§ **Work required**:
Copy out every line of the material below, changing nothing.

§ **Given data**:
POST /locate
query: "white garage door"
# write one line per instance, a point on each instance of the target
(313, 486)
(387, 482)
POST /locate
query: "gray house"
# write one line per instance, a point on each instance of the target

§ **Answer**:
POST /locate
query: "white garage door"
# write one line per instance, a point on each instance of the target
(313, 486)
(387, 482)
POST /locate
query: "gray house"
# write one line per instance, a point on each instance of the target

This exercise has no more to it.